TEXTO CITADO:
=======
Dije el pasado domingo que me impactó, que me impresionaba la dedicatoria de Cirlot a Cuixart, reproducida en la edición de Ferias y atracciones: “… como si fuésemos dos piedras en el fondo de la misma cisterna”.
La imagen es poderosa, y me recuerda un poco a un poema de tres versos de Cirlot que dice: “Encontré una gran piedra gris / y le dije: / tenemos que resucitar”. Ambas frases hablan de un poderío escondido, formidable, en el corazón de la materia inerte, y también de la ausencia total, anhelante de vida, que reside en la materia.
Llega el momento en que uno piensa en alguna piedra como el mejor, si no el único, interlocutor. Allí, en su dura médula, como en el centro nuclear de la Tierra, que debe de ser puro hierro con su poquito de níquel, y en fin en el corazón de todas las cosas inertes, se disimula un oído total y acaso también una voz perfecta y perfectamente afinada. Seamos sinceros: si no en la piedra, ¿dónde? Si no con la piedra, ¿con quién?
Me admira que para subrayar Cirlot su complicidad con Cuixart, que entonces acaso era el más artista, el mejor, de Dau al Set (lo que pasó luego con él ya es harina de otro costal), comparase a ambos con dos piedras; y dos piedras precisamente situadas, caídas, en el fondo de una rústica, eterna cisterna, que tendría para el poeta barcelonés unos significados y unas alusiones que por supuesto no puedo descifrar, pero no se me escapan las ideas de azar, la dureza inmóvil, resistente y sumergida, de aislamiento, de permanencia y de verduzca turbiedad del agua con sus algas, sus hojas e insectos muertos.
Uno puede interrogar a las piedras, cuando todo lo demás en este mundo ya ha sido probado y ha resultado decepcionante. Yo creo que es lo que le pasaba a Agustín Acosta, que tuvo que exiliarse cuando Fidel y sus barbudos lo mataron civilmente. El pobre Acosta pasó de ser el poeta nacional cubano a un muerto en Miami, y además sería un don Nadie en la Historia si no lo hubieran rescatado las cuartetas de La cleptómana, cantadas por Compay Segundo: “Era una cleptómana /de alegres fruslerías / y sin embargo quiso / robarme el corazón”, etc. Una maravilla.
=======
DATOS PROPORCIONADOS:
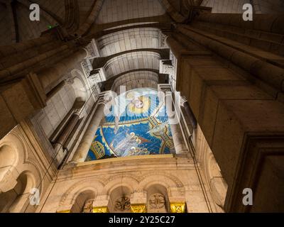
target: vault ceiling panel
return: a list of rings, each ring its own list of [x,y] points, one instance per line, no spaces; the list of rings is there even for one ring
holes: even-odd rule
[[[107,79],[133,70],[158,70],[160,59],[160,54],[151,51],[138,51],[114,57],[104,66]]]
[[[159,48],[161,34],[157,28],[133,28],[104,35],[97,42],[101,56],[105,57],[136,49]]]
[[[165,13],[158,0],[105,0],[96,23],[106,23]]]

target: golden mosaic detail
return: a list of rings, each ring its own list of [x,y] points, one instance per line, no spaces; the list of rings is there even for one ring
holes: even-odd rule
[[[107,206],[93,207],[93,213],[109,213]]]
[[[185,203],[170,203],[170,213],[185,213]]]

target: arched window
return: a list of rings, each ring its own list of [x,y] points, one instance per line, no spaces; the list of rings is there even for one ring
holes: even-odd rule
[[[170,212],[168,191],[164,186],[154,184],[148,188],[147,211],[148,213]]]
[[[0,194],[0,212],[23,212],[29,204],[30,192],[34,184],[33,175],[22,172],[12,189]]]
[[[121,186],[111,191],[108,208],[111,213],[130,213],[131,192],[129,188]]]

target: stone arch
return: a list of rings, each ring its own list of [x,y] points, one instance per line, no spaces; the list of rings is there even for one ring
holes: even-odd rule
[[[16,181],[13,189],[0,194],[0,212],[23,212],[29,205],[31,189],[36,187],[36,178],[33,172],[23,171]]]
[[[116,185],[109,192],[108,209],[111,213],[128,213],[131,211],[131,197],[133,189],[126,184]]]
[[[78,69],[71,71],[71,74],[74,79],[72,87],[76,94],[76,97],[80,97],[86,101],[91,92],[88,89],[88,82],[83,72]]]
[[[152,182],[147,185],[147,211],[149,213],[170,212],[168,189],[164,185]]]
[[[15,128],[0,140],[0,193],[12,189],[23,170],[19,170],[27,158],[26,148]]]
[[[70,209],[72,203],[75,201],[75,198],[76,195],[84,190],[92,190],[96,196],[102,194],[104,184],[95,178],[83,179],[77,182],[72,185],[71,185],[69,189],[62,194],[61,199],[59,202],[58,210],[64,210],[63,208]]]
[[[16,165],[17,153],[9,144],[0,145],[0,182]]]
[[[222,209],[224,209],[227,184],[223,178],[218,164],[210,149],[204,154],[204,172],[211,189],[214,201]]]

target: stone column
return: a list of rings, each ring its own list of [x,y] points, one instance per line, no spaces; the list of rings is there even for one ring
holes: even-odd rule
[[[53,67],[45,70],[38,74],[39,80],[45,94],[50,92],[63,78],[63,75],[70,72],[76,64],[80,63],[87,57],[84,49],[80,49],[69,57],[64,59]]]
[[[164,92],[165,92],[165,91],[164,91]],[[174,111],[172,110],[173,96],[169,92],[170,91],[168,91],[168,92],[165,93],[165,110],[169,119],[169,123],[170,126],[170,131],[172,132],[172,137],[175,145],[175,153],[177,155],[179,155],[184,153],[187,153],[188,149],[185,145],[182,133],[180,130],[179,124],[179,121],[180,120],[180,118],[177,119],[177,116],[175,115],[175,109],[174,109]]]
[[[92,142],[94,140],[94,135],[96,135],[97,130],[99,126],[101,121],[104,116],[104,109],[105,104],[101,100],[99,101],[98,106],[94,111],[94,114],[89,123],[88,128],[87,128],[83,138],[80,143],[79,144],[78,148],[74,155],[72,161],[75,162],[83,162],[86,159],[88,154],[89,148],[92,145]]]
[[[195,118],[195,115],[193,114],[192,110],[191,109],[187,100],[186,100],[186,99],[185,99],[183,101],[184,101],[182,103],[182,106],[184,107],[185,113],[187,114],[187,115],[188,116],[190,125],[193,129],[196,129],[196,128],[197,126],[197,121],[196,120],[196,118]]]

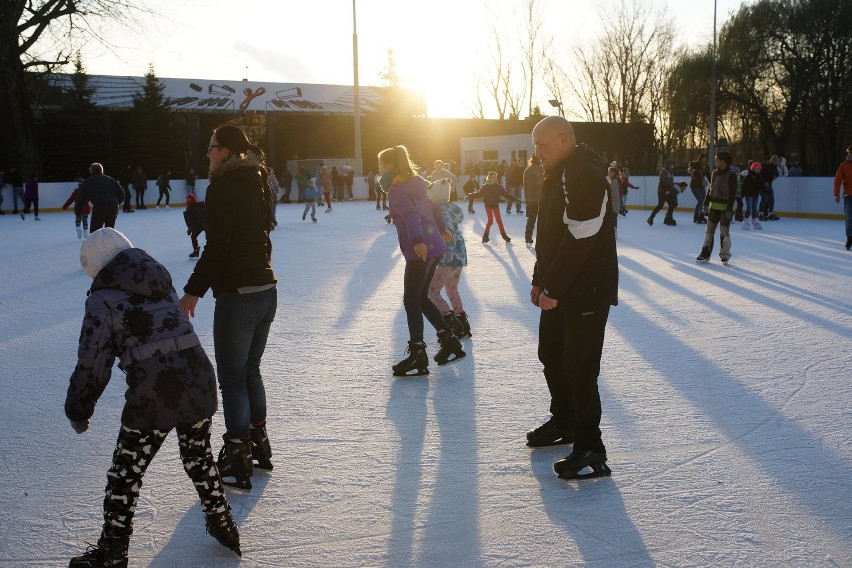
=======
TAREA PENDIENTE:
Prosigue el texto sobre Cirlot y las piedras a partir de su última oración, «Una maravilla.».

LA RESPUESTA:
El caso es que Acosta tiene un poema igual de delicioso que empieza: “Vengo a decirte adiós, piedra desnuda. / Te quedas sola en medio de la noche”. Ideas emocionantes, la de abandonar un lugar no sin antes despedirse de una piedra, y la de la soledad nocturna de la piedra. Estoy viendo la escena.
Ahí es donde buscan si no amparo por lo menos presencia los desesperados. Darío supone en su famoso poema Lo fatal que es “dichoso el árbol, que es apenas sensitivo / y más la piedra dura, porque esa ya no siente / pues no hay dolor más grande que el dolor de ser vivo, / ni mayor pesadumbre que la vida consciente”. Es un pensamiento poco edificante. También Cernuda tras un desengaño de amor quisiera ser piedra de un cementerio bequeriano, donde habite el olvido, “donde yo sólo sea / memoria de una piedra sepultada entre ortigas / sobre la cual el viento escapa a sus insomnios”.
León Felipe habla a las piedras y no sólo eso sino que se iguala a ellas, “Así es mi vida, / piedra, / como tú”. Este poema lo popularizó Paco Ibáñez, destrozándolo con su tono quejumbroso y protestón, pero por suerte podemos oír al mismo León Felipe recitándolo, él mismo, con su propia voz, en la Red.
Por cierto, es algo raro que nadie cite ni mencione a León Felipe en las últimas décadas. ¿Por qué será? No lo sé.
La piedra siempre me tienta pero luego llego a la conclusión de que es un callejón sin salida. Los musulmanes adoran a una, en La Meca, y así les va. Puestos a orar, mejor un altar. Cada vez que me encuentro ante alguna piedra interesante y siento la tentación de darle conversación, de hacerle algunas confidencias, para que las guarde en su meollo, recuerdo al “guardador de rebaños”, Alberto Caeiro, que con su materialismo a prueba de misterios sostenía que “hablar del alma de las piedras, de las flores, de los ríos, / es hablar de uno mismo y de sus falsos pensamientos. / Gracias a Dios que las piedras son sólo piedras…”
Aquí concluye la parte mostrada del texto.